→ **Input data**:
•••••

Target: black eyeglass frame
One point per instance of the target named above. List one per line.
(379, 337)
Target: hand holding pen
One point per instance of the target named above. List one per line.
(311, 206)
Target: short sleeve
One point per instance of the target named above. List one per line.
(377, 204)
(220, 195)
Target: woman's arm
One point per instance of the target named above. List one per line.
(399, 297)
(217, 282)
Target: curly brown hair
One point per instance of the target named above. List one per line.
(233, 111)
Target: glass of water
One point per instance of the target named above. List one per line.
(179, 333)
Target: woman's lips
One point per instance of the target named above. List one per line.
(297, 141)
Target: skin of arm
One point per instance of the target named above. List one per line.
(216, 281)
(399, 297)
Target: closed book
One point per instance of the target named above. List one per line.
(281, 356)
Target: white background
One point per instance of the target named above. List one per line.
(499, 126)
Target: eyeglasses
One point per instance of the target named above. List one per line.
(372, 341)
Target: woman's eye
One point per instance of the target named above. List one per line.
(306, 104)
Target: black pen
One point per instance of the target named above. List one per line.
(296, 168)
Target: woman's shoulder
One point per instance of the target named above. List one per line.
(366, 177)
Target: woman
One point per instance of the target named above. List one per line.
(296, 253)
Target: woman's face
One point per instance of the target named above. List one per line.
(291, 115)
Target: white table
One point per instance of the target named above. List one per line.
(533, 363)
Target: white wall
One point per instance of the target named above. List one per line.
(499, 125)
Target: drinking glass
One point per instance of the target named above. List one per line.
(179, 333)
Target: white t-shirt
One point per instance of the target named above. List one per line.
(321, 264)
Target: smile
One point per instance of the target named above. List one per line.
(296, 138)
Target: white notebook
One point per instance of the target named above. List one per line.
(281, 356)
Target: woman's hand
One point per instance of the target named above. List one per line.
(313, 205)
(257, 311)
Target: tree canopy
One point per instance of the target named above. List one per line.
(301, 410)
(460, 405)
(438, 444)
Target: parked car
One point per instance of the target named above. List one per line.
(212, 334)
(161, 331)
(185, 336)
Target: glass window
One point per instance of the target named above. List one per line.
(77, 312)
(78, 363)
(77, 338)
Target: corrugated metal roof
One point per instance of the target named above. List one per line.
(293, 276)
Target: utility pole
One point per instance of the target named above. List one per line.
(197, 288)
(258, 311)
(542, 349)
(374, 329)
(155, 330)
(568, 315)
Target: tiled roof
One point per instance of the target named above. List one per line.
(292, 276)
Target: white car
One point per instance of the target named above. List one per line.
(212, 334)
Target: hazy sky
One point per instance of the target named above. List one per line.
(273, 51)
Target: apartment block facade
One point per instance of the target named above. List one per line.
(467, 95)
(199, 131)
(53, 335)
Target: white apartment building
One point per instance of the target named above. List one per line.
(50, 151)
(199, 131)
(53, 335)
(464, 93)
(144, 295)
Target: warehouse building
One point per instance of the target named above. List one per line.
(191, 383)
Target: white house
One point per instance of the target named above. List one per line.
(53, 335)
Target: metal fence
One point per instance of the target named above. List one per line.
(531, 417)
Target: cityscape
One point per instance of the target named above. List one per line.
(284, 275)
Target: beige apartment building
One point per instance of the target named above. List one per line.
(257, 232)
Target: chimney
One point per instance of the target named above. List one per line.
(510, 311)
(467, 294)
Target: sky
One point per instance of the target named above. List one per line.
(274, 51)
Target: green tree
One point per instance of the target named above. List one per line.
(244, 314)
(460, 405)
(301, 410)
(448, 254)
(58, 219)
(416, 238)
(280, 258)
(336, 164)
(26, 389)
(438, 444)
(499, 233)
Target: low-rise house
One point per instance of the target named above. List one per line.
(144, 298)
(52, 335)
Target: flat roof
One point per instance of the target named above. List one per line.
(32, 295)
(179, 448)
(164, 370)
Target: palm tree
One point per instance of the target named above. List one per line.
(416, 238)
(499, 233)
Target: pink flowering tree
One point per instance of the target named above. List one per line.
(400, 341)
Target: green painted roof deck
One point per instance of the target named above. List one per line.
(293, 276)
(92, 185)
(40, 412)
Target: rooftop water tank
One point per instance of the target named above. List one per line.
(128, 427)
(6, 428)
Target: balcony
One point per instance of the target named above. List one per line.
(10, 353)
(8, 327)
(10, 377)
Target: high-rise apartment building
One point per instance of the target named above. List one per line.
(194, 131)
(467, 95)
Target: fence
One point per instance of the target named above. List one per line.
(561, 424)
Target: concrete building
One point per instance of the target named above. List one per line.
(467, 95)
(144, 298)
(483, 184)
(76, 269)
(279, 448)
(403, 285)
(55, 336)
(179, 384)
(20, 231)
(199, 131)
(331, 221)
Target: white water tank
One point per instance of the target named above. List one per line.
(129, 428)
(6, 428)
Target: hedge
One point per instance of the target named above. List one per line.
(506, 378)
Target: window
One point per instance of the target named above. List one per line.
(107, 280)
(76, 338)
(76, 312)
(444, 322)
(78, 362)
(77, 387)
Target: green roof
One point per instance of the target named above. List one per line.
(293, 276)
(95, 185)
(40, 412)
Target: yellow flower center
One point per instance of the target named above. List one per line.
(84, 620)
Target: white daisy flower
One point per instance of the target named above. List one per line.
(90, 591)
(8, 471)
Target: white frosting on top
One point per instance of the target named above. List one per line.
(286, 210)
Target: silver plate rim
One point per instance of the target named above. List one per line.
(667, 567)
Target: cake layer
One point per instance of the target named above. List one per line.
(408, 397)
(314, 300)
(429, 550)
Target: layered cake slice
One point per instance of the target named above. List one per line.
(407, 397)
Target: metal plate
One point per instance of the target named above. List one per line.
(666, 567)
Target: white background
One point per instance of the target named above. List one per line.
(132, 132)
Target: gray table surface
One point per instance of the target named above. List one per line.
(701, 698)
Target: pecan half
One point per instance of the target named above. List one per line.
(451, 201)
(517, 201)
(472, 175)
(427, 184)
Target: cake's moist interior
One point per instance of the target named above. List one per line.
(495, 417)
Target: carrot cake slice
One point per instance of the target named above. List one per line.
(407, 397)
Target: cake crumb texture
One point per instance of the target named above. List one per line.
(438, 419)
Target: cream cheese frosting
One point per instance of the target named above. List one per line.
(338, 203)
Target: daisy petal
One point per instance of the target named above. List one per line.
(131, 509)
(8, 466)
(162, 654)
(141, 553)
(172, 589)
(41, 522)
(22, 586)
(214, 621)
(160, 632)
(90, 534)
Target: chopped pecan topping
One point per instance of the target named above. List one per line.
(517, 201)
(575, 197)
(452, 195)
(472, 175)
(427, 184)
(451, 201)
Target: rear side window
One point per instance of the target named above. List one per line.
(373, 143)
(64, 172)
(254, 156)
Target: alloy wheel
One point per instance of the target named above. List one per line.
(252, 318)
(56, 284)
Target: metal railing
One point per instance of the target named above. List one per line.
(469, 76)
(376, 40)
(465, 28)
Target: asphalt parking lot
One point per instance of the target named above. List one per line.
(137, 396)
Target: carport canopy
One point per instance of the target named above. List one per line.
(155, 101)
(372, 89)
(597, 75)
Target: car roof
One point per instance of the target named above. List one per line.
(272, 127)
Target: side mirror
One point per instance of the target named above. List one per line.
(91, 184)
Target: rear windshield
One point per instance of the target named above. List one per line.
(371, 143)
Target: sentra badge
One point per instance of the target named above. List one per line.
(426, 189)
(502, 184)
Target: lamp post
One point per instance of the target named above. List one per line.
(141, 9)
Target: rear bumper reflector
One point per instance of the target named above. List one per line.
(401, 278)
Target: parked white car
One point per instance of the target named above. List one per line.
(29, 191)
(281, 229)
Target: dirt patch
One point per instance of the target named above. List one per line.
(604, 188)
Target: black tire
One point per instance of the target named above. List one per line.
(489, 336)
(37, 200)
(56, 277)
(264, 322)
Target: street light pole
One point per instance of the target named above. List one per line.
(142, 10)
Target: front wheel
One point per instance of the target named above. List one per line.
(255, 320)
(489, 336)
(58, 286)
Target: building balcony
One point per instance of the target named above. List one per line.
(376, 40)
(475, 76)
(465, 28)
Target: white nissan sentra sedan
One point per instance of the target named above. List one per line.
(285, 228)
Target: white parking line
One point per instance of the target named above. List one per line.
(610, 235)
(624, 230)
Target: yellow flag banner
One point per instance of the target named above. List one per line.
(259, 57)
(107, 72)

•••••

→ **Set task**: Retype exactly the lines from the one containing "Target: sentra badge" through the last line of the records above, including both.

→ **Final result**:
Target: sentra badge
One point per instance of the target named above. List one per line.
(426, 189)
(502, 184)
Target: lamp post
One point per instance of the target named above. List one per line.
(141, 9)
Target: rear bumper reflector
One point per instance of the target named above. List one per line.
(401, 278)
Target: parked white car
One point per instance of the target named above. List one per line.
(29, 191)
(281, 229)
Target: dirt patch
One point per instance of the target named above. List one per line.
(604, 188)
Target: black tire
One point per instance of the target named above. List one per line.
(489, 336)
(37, 200)
(56, 277)
(264, 322)
Target: street light pole
One point per instance of the target named above. List one per line.
(142, 10)
Target: front wheel
One point per instance of the target named above. List one per line.
(255, 320)
(489, 336)
(58, 286)
Target: building balcony
One point per instance of the target named above. List one per line.
(376, 40)
(475, 76)
(465, 28)
Target: white nissan sentra sedan
One point per instance of the target named above. List one per line.
(285, 228)
Target: white parking line
One point per instance of the target named above. List one per line.
(610, 235)
(624, 230)
Target: yellow flag banner
One point per instance of the target named above. List one per line.
(259, 57)
(107, 72)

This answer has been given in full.